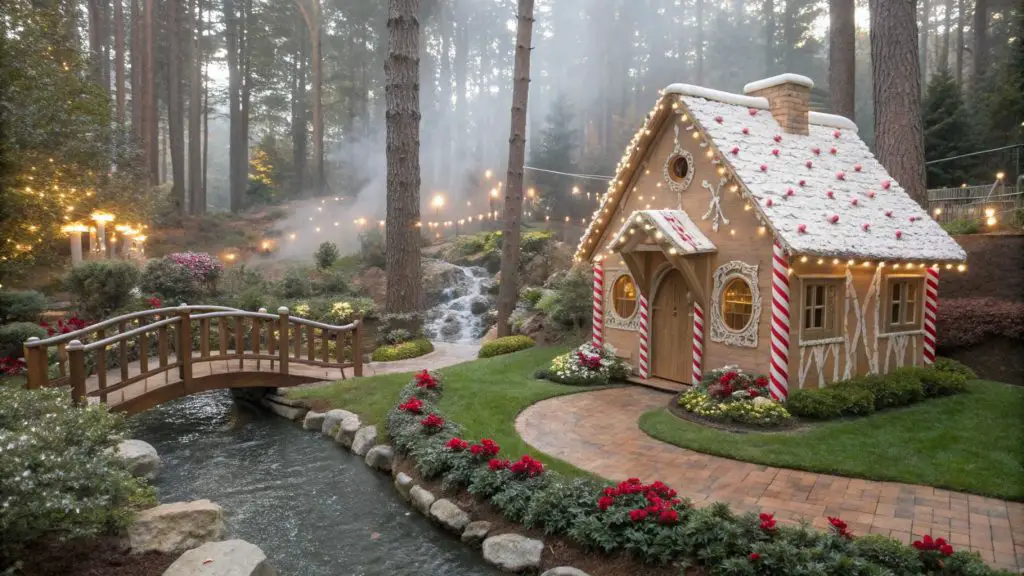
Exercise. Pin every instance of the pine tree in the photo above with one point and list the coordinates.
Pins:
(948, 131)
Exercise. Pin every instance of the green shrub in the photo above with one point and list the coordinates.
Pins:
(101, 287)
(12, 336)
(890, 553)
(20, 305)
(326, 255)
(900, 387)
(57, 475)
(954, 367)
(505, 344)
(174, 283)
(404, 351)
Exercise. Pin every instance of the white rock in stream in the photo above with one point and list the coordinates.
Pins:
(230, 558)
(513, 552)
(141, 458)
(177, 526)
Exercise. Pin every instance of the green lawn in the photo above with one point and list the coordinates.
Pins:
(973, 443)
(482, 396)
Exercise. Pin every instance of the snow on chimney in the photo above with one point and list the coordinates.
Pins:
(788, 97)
******************************
## Goal of the exercise:
Print the full listing above again with exact wording and no images.

## Solution to the exercise:
Exercise. Pin every instance of the pine tree in the photo above with one point and list the coordinates.
Pins:
(948, 131)
Exercise. Pin every instance of the green shrub in the photo above with one point and list the coordinates.
Pins:
(101, 287)
(12, 336)
(890, 553)
(20, 305)
(326, 255)
(900, 387)
(57, 475)
(954, 367)
(505, 344)
(174, 283)
(404, 351)
Exercise. Pin every instance of the white rock in stream in the photo above with one point and list the coordinates.
Pins:
(230, 558)
(513, 552)
(141, 458)
(177, 526)
Exercise. Pin every instance of the green lawn in the photo above with one point and list the coordinates.
Pins:
(973, 443)
(482, 396)
Exercise. Pin every instance of the snow on chimney in the photo above with one point and list the coordinates.
Pins:
(788, 97)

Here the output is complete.